Things to do:
1. Answer these questions from the introduction on emotion detection in tweets:
(a) How many primary emotions does Parrott's model identify, and what are they?
(b) Which three emotions can the ternary classifier assign to negative tweets?
(c) What does Section 4 of the paper cover?
2. Write the next part of the introduction on emotion detection in tweets, beginning right after its final sentence about Section 5.

Excerpted passage:
·····

Keywords

1 Introduction

In recent years, people’s interest in public opinion has dramatically increased.

Opinions have become key influencers of our behavior; because of this, people do not just ask friends or acquaintances for advice when they need to take a decision, for example, about buying a new smartphone. They rather rely on the many reviews from other people they can find on the Internet. This does not apply only to individuals but also to companies and large corporations. Sentiment analysis and opinion mining have spread from computer science to management and social sciences, due to their importance to business and society as a whole. These studies are possible thanks to the availability of a huge amount of text documents and messages expressing users’ opinions on a particular issue. All this valuable information is scattered over the Web throughout social networks such as Twitter and Facebook, as well as over forums, reviews and blogs.

Automatic classification is a generic task, which can be adapted to various kinds of media [1, 2]. Our research aims, firstly, at recognizing the emotions expressed in the texts classified as subjective, going beyond our previous approaches to the analysis of Twitter posts (tweets), where a simple hierarchy of classifiers, mimicking the hierarchy of sentiment classes, discriminated between objectivity and subjectivity and, in this latter case, determined the polarity (positive/negative attitude) of a tweet [3]. The general goal of our study is to use sentiment detection to understand users’ moods and, possibly, discover potential correlations between their moods and the structure of the communities to which they belong within a social network [4]. In view of this, polarity is not enough to capture the opinion dynamics of a social network: we need more nuances of the emotions expressed therein. To do this, emotion detection is performed based on Parrott’s tree-structured model of emotions [5]. Parrott identifies six primary emotions (anger, fear, sadness, joy, love, and surprise); then, for each of them, a set of secondary emotions and, finally, in the last level, a set of tertiary emotions. For instance, a (partial) hierarchy for Sadness could include secondary emotions like Suffering and Disappointment, as well as tertiary emotions like Agony, Anguish, Hurt for Suffering and Dismay, Displeasure for Disappointment.

Secondly, our research aims to significantly increase the size of the training sets for our classifiers using a data collection method which does not require any manual tagging of data, limiting the need for reference manually-tagged data only to the collection of an appropriate test set.

Accordingly, in the work described in this paper, we have first collected large training datasets from Twitter using a robust automatic labeling procedure, and a smaller test set, manually tagged, to guarantee the highest possible reliability of data used to assess the performance of the classifiers derived from those training sets. Then, we have compared the results obtained by a single “flat” seven-output classifier to those obtained by a three-level hierarchy of four classifiers, that reflects apriori knowledge on the domain. In the first level of our hierarchy, a binary classifier isolates subjective from objective tweets; in the second, another binary classifier labels subjective tweets as positive or negative and, in the third, one ternary classifier labels positive tweets as expressing joy, love, or surprise, while another classifies negative tweets as expressing anger, fear, or sadness.

The paper is structured as follows. Section 2 offers a brief overview of related work. Section 3 describes the methodology used in this work. Section 4 describes the experimental setup and summarizes and compares the results obtained by the flat and the hierarchical classifiers. Section 5, concludes the paper discussing and analyzing the results achieved.

·····

Raw data:
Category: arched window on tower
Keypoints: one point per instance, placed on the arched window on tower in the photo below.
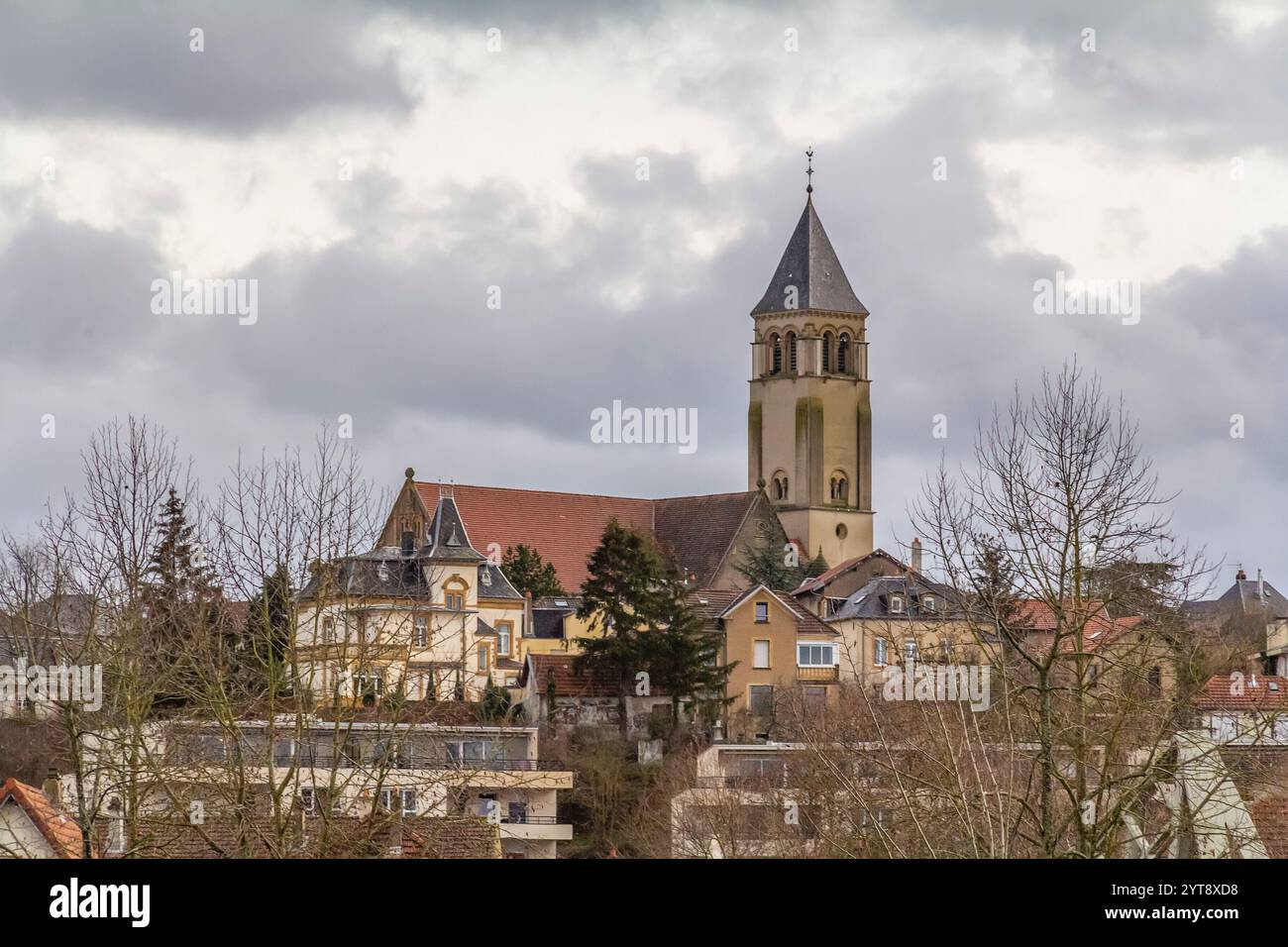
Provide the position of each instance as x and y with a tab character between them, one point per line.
840	487
780	484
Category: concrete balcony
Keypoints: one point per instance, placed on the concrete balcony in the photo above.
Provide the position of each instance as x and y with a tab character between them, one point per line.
823	676
536	828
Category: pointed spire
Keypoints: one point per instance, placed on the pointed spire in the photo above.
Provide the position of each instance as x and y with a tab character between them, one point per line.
809	274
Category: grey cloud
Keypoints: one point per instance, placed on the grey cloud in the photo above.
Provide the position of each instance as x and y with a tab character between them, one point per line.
262	62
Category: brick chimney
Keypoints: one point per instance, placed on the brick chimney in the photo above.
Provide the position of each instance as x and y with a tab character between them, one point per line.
53	788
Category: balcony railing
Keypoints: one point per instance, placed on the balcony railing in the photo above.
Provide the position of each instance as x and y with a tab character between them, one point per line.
816	673
406	761
516	819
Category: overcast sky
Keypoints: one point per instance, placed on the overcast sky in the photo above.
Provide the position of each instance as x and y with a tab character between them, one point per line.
1160	157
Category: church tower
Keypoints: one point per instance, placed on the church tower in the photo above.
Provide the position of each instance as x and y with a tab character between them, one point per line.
809	425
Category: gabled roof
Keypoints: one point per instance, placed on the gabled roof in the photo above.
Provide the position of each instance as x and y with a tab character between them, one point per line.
493	583
822	581
1252	692
697	532
1245	596
806	622
447	536
874	599
60	831
561	671
811	266
1037	621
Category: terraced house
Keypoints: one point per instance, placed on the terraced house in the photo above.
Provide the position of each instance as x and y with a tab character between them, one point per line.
322	784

·····

Outputs by task:
1.
(a) Six: anger, fear, sadness, joy, love, and surprise.
(b) Anger, fear, or sadness.
(c) It describes the experimental setup and summarizes and compares the results obtained by the flat and the hierarchical classifiers.

2.
2 Related Work

Although widely studied, sentiment analysis still offers several challenges to computer scientists. Recent and comprehensive surveys of sentiment analysis and of the main related data analysis techniques can be found in [6, 7]. Emotional states like joy, fear, anger, and surprise are encountered in everyday life and social media are more and more frequently used to express one’s feelings. Thus, one of the main and most frequently tackled challenges is the study of the mood of a network of users and of its components (see, for example, [810]). In particular, emotion detection in social media is becoming increasingly important in business and social life [1115].

As for the tools used, hierarchical classifiers are widely applied to large and heterogeneous data collections [1618]. Essentially, the use of a hierarchy tries to decompose a classification problem into sub-problems, each of which is smaller than the original one, to obtain efficient learning and representation [19, 20]. Moreover, a hierarchical approach has the advantage of being modular and customizable, with respect to single classifiers, without any loss of representation power: Mitchell [21] has proved that the same feature sets can be used to represent data in both approaches.

In emotion detection from text, the hierarchical classification considers the existing relationship between subjectivity, polarity and the emotion expressed by a text. In [22], the authors show that a hierarchical classifier performs better on highly imbalanced data from a training set composed of web postings which has been manually annotated. They report an accuracy of 65.5 % for a three-level classifier versus 62.2 % for a flat one. In our experiments, we performed a similar comparison on short messages coming directly from Twitter channels, without relying on any kind of manual tagging.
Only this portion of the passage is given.